Task to carry out.
The expected output is each line in the data below that includes the string "front".
■ ■ ■ ■ ■
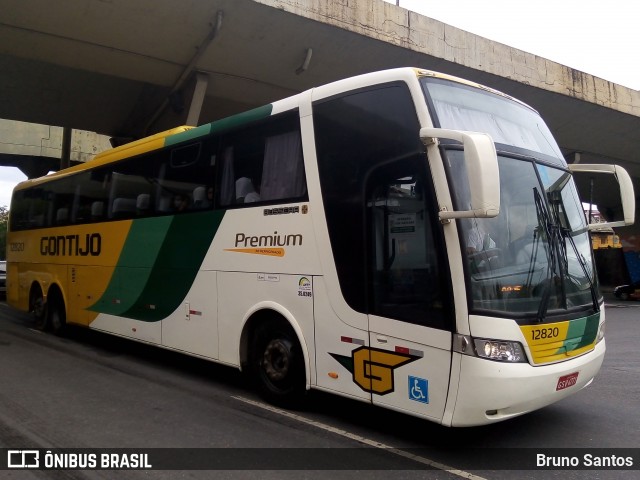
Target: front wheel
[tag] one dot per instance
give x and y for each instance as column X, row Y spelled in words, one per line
column 278, row 364
column 57, row 315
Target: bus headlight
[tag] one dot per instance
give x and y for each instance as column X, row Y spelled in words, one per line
column 499, row 350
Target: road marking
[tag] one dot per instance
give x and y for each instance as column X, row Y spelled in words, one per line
column 363, row 440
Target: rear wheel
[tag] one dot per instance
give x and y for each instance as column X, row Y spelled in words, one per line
column 278, row 363
column 38, row 309
column 57, row 314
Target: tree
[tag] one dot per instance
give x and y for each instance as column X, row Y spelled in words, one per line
column 4, row 223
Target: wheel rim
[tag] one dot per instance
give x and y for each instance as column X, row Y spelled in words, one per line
column 277, row 360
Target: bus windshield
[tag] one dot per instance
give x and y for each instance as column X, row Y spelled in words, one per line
column 534, row 259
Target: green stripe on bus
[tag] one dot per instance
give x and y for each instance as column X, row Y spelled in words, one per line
column 132, row 271
column 241, row 119
column 201, row 131
column 177, row 265
column 159, row 262
column 582, row 332
column 221, row 125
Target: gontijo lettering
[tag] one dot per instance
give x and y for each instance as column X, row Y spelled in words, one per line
column 71, row 245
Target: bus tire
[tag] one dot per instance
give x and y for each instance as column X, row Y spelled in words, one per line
column 56, row 313
column 38, row 309
column 278, row 364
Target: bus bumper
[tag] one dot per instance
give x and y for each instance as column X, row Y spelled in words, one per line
column 492, row 391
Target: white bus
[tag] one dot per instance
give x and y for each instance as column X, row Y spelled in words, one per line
column 403, row 238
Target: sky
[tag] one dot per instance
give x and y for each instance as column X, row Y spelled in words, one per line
column 599, row 38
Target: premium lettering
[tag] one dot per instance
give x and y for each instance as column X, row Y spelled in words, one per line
column 275, row 240
column 71, row 245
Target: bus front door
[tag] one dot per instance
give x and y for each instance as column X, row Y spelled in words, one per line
column 409, row 318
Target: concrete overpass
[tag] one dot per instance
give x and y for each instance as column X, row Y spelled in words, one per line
column 130, row 68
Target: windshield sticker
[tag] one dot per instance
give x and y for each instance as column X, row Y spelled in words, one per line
column 304, row 287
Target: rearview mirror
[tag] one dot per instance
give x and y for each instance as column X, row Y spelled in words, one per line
column 481, row 162
column 595, row 183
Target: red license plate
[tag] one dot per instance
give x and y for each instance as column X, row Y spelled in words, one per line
column 567, row 381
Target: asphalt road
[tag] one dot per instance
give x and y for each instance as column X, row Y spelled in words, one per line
column 89, row 391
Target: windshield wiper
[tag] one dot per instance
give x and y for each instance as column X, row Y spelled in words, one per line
column 583, row 266
column 551, row 231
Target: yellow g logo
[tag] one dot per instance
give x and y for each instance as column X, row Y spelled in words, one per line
column 372, row 369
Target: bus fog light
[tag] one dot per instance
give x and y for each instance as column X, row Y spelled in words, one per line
column 500, row 350
column 600, row 333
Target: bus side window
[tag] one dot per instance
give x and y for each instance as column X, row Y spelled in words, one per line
column 263, row 163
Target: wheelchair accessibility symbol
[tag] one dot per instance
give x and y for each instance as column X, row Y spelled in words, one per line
column 419, row 389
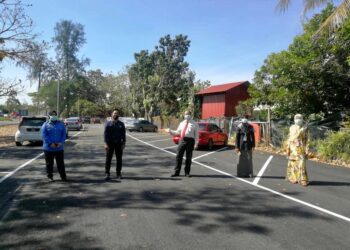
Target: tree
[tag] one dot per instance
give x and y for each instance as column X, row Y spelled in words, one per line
column 329, row 25
column 309, row 77
column 171, row 72
column 17, row 40
column 69, row 38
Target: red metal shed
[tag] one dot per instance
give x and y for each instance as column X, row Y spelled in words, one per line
column 221, row 100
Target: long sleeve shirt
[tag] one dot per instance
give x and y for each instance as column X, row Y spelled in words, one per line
column 53, row 132
column 114, row 132
column 191, row 131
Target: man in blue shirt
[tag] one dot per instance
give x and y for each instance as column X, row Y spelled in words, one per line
column 53, row 133
column 114, row 138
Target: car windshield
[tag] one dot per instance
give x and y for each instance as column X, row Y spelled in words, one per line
column 33, row 121
column 72, row 119
column 201, row 126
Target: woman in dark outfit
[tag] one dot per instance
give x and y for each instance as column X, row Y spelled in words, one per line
column 245, row 144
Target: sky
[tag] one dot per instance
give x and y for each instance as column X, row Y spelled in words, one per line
column 230, row 39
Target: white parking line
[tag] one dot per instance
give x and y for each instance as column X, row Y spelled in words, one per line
column 262, row 170
column 171, row 147
column 339, row 216
column 162, row 140
column 152, row 136
column 28, row 162
column 221, row 149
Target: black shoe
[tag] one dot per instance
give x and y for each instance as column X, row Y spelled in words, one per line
column 107, row 177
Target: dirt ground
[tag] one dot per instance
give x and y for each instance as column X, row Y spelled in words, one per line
column 7, row 135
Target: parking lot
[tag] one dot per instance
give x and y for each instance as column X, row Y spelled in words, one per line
column 150, row 210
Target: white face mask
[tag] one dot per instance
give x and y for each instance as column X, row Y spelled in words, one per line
column 298, row 122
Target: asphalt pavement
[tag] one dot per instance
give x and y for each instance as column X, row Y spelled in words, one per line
column 148, row 209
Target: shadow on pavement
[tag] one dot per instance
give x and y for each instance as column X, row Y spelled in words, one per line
column 44, row 209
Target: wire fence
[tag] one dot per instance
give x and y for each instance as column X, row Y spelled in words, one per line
column 274, row 133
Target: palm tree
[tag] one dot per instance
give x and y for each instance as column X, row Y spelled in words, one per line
column 335, row 20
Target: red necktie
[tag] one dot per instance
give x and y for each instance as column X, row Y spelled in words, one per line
column 184, row 130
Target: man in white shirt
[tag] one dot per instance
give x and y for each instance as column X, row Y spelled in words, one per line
column 188, row 131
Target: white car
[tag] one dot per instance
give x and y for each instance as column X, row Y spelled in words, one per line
column 29, row 129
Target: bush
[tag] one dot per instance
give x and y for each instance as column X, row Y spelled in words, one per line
column 335, row 146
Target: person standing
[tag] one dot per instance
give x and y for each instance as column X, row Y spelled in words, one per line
column 53, row 133
column 188, row 131
column 245, row 144
column 114, row 138
column 297, row 150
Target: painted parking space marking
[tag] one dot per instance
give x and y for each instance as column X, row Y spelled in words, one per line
column 171, row 147
column 339, row 216
column 200, row 156
column 161, row 140
column 152, row 136
column 262, row 170
column 28, row 162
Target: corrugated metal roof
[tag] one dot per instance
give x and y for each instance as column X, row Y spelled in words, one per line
column 220, row 88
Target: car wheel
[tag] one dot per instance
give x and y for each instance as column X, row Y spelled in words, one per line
column 210, row 144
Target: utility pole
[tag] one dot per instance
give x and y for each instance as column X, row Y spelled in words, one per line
column 58, row 98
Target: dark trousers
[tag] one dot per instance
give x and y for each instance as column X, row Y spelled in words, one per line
column 49, row 158
column 185, row 144
column 117, row 149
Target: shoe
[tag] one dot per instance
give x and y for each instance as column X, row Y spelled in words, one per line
column 107, row 177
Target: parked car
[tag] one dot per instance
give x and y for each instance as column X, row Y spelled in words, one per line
column 95, row 120
column 73, row 123
column 29, row 129
column 209, row 135
column 141, row 126
column 86, row 119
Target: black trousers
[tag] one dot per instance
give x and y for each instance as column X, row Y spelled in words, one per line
column 185, row 144
column 117, row 149
column 49, row 159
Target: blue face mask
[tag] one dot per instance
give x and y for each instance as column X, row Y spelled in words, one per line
column 53, row 118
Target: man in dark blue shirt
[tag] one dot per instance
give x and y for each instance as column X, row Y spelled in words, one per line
column 114, row 137
column 53, row 133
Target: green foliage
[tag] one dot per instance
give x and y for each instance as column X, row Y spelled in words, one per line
column 310, row 77
column 69, row 38
column 335, row 147
column 160, row 81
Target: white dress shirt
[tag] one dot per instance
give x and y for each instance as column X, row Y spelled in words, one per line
column 191, row 131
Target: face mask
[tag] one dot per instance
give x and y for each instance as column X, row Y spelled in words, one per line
column 187, row 117
column 298, row 122
column 53, row 118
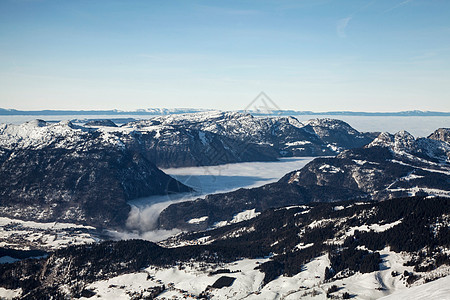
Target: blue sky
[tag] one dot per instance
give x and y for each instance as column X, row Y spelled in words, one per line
column 385, row 55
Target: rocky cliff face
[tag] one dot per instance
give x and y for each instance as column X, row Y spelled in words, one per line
column 65, row 173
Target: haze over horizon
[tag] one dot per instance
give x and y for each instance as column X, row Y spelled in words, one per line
column 374, row 56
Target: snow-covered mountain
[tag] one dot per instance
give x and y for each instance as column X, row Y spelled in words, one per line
column 441, row 134
column 389, row 167
column 198, row 139
column 362, row 250
column 63, row 172
column 66, row 172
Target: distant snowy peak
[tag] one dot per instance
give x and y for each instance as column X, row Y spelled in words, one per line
column 441, row 134
column 403, row 142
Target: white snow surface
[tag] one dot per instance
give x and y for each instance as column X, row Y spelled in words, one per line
column 435, row 290
column 9, row 294
column 19, row 234
column 198, row 220
column 193, row 278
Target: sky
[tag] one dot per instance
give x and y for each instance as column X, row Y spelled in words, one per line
column 381, row 55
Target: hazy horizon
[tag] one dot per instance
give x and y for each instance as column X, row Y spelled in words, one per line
column 306, row 55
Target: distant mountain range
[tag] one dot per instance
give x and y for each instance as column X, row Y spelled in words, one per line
column 166, row 111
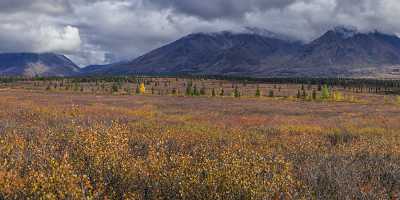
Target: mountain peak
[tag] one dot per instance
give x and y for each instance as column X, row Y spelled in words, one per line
column 36, row 64
column 267, row 33
column 345, row 31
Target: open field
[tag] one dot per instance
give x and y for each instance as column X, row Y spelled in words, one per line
column 95, row 144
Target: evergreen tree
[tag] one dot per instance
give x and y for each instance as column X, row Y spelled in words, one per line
column 271, row 93
column 189, row 90
column 304, row 94
column 195, row 91
column 203, row 91
column 319, row 87
column 314, row 95
column 258, row 92
column 325, row 92
column 142, row 88
column 236, row 92
column 137, row 91
column 114, row 87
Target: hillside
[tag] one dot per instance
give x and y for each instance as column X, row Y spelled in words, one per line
column 32, row 64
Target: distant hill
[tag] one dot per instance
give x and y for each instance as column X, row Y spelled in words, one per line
column 33, row 64
column 340, row 52
column 209, row 53
column 257, row 52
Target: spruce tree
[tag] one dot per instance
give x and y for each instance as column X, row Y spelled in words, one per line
column 137, row 91
column 258, row 92
column 189, row 90
column 314, row 95
column 236, row 92
column 203, row 91
column 325, row 92
column 195, row 91
column 271, row 93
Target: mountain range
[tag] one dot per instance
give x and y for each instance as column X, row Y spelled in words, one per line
column 255, row 52
column 33, row 64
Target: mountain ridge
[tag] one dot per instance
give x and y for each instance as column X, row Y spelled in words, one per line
column 36, row 64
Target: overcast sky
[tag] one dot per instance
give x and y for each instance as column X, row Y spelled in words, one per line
column 103, row 31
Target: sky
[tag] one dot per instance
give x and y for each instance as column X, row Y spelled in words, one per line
column 105, row 31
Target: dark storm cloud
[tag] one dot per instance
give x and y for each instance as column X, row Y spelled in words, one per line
column 212, row 9
column 97, row 31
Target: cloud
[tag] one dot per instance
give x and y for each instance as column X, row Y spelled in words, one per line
column 100, row 31
column 51, row 39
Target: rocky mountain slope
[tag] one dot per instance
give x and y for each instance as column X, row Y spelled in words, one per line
column 32, row 64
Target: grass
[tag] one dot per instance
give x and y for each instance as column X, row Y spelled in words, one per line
column 65, row 145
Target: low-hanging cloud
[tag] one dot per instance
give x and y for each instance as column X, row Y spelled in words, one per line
column 100, row 31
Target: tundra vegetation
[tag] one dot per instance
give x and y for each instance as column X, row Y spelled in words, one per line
column 199, row 138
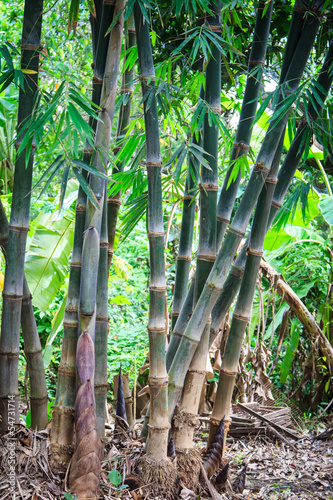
■ ■ ■ ■ ■
The answer.
Target: front wheel
Target: bus front door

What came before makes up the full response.